* DOCUMENT *
++++++

To build your data frame with accurate and up to date macroeconomic data, a connection to the St. Louis Federal Reserve (FRED) is necessary. Register an account with FRED, then get your own personal API key and insert it into the first line of code: 

1. Go to https://fred.stlouisfed.org/, click "My Account", click "Create New Account", and register with your Kepler Email 
2. Once you have an account, go to "My Account" and click "API Keys". In this window, click "Request API Key" 
3. Describe your application briefly in the text box and request the key. The key you request should appear shortly after you request it. Once you have your API key, paste it into the cell below! Replace "API KEY" with your own API Key 

In [None]:
#please input your own API key after 'api_key = '
fred = Fred(api_key='957a41fad909ac1dbd95403a94269991')

#below, 'data' is an example series that you can pull from the FRED API. This series is inflation rate 
data = fred.get_series('CPALTT01USM659N', observation_start = "1/1/1968")
data

In [None]:
#we're going to make a data frame with a few different macroeconomic variables, listed below: 

macro_data_frame = pd.DataFrame([fred.get_series("UNRATE", observation_start = "1/1/1968"), #Unemployment (UNRATE) 
                                fred.get_series("CPALTT01USM659N", observation_start = "1/1/1968"), #Inflation(CPALTT01USM659N) - round this to one digit after decimal 
                                fred.get_series("JHDUSRGDPBR", observation_start = "1/1/1968"), #Recession(JHDUSRGDPBR) - binary, 1 = recession, 0 = no recession 
                                fred.get_series("FEDFUNDS", observation_start = "1/1/1968"), #Fed Interest Rate(FEDFUNDS) 
                                fred.get_series("GDPC1", observation_start = "1/1/1968")])#Real GDP (GDPC1)

#for more macroeconomic variables, find them using fred.search(your variable), or go to fred.stlouisfed.org

macro_data_frame = macro_data_frame.transpose().reset_index()
macro_data_frame = macro_data_frame.rename(columns = {"index": "Date", 0:"Unemployment_Rate", 1:"Inflation_Pct", 2:"Recession_Dummy", 3:"Fed_Interest_Rate", 4:"Real_GDP"})
macro_data_frame

In [None]:
#get rid of N/A values 
print(macro_data_frame.isna().sum())
macro_data_frame = macro_data_frame.fillna(0)

#round inflation percentages to single digit past the decimal 
for i in list(range(len(macro_data_frame["Inflation_Pct"]))):
    macro_data_frame["Inflation_Pct"][i] = round(macro_data_frame["Inflation_Pct"][i], 1)

++++++

* PROBLEM 1 *
Answer these questions about the FRED data tutorial, one per line:
(a) Which series code does it use for the Fed interest rate?
(b) With what value does it fill N/A entries?
(c) In the recession series, what does a value of 1 indicate?

++++++

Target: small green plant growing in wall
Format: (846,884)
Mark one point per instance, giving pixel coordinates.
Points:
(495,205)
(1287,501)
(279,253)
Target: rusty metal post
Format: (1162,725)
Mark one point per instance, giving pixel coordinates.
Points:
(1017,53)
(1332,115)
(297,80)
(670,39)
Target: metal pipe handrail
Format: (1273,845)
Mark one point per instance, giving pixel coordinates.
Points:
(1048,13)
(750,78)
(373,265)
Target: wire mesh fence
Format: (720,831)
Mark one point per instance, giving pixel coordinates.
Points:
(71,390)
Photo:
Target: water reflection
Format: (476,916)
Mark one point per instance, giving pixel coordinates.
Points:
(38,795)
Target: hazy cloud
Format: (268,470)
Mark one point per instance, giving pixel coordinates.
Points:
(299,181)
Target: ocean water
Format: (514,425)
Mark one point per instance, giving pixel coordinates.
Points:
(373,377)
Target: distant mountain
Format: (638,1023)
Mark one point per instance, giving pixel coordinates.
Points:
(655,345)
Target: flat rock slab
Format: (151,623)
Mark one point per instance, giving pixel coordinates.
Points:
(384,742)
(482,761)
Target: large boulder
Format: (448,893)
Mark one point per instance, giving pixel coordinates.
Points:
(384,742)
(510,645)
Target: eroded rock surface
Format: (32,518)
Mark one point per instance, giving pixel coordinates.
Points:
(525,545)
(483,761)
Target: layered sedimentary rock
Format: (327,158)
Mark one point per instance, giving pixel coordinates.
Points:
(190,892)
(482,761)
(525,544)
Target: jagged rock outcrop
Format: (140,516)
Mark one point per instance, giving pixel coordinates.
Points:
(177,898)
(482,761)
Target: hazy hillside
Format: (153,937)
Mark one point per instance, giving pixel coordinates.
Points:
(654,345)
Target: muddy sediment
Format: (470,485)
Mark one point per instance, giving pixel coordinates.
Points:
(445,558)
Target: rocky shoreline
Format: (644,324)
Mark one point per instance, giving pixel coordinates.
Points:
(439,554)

++++++

* PROBLEM 2 *
Collect every line of the records that contains the string "metal". Case counts.

* EXERCISE SOLUTION 1 *
(a) FEDFUNDS
(b) 0
(c) A recession

* EXERCISE SOLUTION 2 *
Target: rusty metal post
Target: metal pipe handrail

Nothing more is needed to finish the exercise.